*Supplied passage*.
Re: no. of CPUs for optimal GTX-690 performance

From: Ajasja Ljubetič (
Date: Wed Nov 07 2012 - 04:34:10 CST

Can't find the benchmarks right now, but if I remember
correctly, hyper-threading was not much use. Under linux, there was no
speedup when using 8 instead of 4 threads (either with or without the
GPU). Under windows there was about 5-10% gain when using hyper threading.

I think Giacomo's advice is very sound: I'd go for higher clock speeds as

Best regards,

On 6 November 2012 21:46, Giacomo Fiorin <> wrote:

> One additional thing that complicates things for Sandy Bridge processors
> is the Turbo Boost. You had equal speed between 4 cores and 7 cores, so
> things were not going so well. Many people have dealt with this problem
> for benchmarking purposes, and posted different solutions online to disable
> it. (Ajasja: how are your scalings without GPU?)

*Extracted material*.
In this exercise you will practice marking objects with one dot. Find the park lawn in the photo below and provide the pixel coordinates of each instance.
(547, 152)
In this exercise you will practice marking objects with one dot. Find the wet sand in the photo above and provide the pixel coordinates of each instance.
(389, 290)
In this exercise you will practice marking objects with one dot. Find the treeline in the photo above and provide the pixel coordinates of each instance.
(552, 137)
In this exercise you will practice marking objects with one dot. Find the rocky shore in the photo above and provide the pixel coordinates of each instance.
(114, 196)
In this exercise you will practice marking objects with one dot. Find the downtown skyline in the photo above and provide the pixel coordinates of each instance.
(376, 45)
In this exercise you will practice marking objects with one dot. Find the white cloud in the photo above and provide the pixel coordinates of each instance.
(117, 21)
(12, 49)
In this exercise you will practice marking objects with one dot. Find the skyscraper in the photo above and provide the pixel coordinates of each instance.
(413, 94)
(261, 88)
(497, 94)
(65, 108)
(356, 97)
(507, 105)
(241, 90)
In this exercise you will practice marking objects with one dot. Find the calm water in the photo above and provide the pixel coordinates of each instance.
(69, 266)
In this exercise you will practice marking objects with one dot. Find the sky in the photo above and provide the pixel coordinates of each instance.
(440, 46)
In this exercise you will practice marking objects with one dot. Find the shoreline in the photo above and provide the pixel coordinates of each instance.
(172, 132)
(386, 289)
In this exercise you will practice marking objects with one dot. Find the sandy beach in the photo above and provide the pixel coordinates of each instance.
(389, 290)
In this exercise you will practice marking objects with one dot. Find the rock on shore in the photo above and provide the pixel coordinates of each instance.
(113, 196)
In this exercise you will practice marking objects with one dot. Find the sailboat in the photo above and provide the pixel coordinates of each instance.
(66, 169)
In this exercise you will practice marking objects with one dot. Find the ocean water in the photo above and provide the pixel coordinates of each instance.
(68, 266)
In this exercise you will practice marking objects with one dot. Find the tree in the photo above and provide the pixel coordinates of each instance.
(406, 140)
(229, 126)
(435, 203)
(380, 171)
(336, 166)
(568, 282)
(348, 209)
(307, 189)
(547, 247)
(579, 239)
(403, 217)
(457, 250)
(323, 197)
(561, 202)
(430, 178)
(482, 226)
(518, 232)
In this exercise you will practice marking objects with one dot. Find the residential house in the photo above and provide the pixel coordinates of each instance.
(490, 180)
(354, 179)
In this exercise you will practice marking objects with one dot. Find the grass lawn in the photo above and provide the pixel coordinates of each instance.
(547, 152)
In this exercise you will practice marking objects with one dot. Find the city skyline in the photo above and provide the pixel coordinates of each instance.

*Exercise brief*.
Can you reproduce word for word the part of the GTX-690 thread between "From: Ajasja Ljubetič" and "using hyper threading.", inclusive? The entries come from a source other than the GTX-690 thread.

*Written response*.
From: Ajasja Ljubetič (
Date: Wed Nov 07 2012 - 04:34:10 CST

Can't find the benchmarks right now, but if I remember
correctly, hyper-threading was not much use. Under linux, there was no
speedup when using 8 instead of 4 threads (either with or without the
GPU). Under windows there was about 5-10% gain when using hyper threading.